_Set task:_
Count how many lines in the listing below contain the string "philippine". Reply with the number alone.

_Region segmentation data:_

————

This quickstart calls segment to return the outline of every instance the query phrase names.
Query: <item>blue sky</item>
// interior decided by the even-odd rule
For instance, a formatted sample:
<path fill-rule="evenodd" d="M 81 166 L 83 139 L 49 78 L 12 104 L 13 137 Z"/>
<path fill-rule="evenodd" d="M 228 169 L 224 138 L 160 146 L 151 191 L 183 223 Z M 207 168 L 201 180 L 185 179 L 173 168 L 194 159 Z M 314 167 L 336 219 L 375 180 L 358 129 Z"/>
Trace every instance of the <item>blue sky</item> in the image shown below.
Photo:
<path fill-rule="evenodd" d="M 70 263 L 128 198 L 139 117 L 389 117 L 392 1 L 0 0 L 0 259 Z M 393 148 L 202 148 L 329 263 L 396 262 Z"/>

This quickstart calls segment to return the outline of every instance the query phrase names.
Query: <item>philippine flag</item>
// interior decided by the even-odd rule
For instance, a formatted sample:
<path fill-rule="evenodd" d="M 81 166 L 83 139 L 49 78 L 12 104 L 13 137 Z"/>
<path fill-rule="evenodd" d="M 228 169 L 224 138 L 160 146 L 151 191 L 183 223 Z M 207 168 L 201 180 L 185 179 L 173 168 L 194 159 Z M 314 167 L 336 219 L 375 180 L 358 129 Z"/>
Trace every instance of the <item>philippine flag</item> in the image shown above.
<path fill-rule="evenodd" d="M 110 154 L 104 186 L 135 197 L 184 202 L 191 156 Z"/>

————

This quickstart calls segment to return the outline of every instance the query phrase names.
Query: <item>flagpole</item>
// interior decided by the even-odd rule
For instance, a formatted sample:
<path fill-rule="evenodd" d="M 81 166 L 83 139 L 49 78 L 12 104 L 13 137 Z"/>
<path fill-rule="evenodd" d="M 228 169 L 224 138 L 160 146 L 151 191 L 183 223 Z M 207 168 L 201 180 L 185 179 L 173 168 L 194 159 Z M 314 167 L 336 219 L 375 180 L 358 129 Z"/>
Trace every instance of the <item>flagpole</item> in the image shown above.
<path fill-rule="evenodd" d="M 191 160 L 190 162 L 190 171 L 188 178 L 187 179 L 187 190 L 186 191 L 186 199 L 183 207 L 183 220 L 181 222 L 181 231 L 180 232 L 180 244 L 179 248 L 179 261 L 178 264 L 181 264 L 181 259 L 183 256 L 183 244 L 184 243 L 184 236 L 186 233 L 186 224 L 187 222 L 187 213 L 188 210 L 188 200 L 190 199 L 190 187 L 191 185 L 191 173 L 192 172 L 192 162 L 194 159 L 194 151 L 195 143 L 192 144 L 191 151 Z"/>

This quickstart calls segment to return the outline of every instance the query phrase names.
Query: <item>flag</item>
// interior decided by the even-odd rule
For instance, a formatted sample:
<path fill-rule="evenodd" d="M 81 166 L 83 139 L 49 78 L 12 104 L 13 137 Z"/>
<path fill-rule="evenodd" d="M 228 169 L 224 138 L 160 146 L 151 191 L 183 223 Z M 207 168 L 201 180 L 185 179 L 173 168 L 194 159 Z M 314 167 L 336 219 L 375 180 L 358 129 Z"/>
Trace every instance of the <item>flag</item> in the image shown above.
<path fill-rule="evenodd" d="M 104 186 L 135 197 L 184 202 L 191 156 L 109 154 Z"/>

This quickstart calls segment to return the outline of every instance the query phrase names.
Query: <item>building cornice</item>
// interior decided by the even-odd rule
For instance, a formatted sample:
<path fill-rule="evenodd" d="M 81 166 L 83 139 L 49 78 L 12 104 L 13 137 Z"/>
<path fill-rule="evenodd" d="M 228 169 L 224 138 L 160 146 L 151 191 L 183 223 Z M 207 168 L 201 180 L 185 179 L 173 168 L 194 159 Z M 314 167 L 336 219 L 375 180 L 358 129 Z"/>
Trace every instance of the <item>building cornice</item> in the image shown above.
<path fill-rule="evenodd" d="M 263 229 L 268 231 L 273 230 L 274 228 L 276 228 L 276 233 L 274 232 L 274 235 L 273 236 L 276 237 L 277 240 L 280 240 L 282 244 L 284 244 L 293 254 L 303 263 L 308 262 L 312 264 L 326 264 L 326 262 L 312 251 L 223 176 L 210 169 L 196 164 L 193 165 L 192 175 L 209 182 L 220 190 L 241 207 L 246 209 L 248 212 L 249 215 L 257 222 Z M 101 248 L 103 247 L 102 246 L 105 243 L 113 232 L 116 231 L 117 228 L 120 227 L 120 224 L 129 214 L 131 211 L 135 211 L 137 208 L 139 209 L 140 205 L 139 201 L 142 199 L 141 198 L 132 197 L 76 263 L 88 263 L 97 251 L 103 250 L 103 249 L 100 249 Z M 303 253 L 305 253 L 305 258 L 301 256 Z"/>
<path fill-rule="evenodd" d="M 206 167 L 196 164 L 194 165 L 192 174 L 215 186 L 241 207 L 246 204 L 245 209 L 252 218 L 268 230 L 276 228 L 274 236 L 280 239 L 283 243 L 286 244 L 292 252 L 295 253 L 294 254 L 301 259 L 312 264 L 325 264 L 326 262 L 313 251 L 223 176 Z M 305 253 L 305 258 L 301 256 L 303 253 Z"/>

————

_Task solution:_
2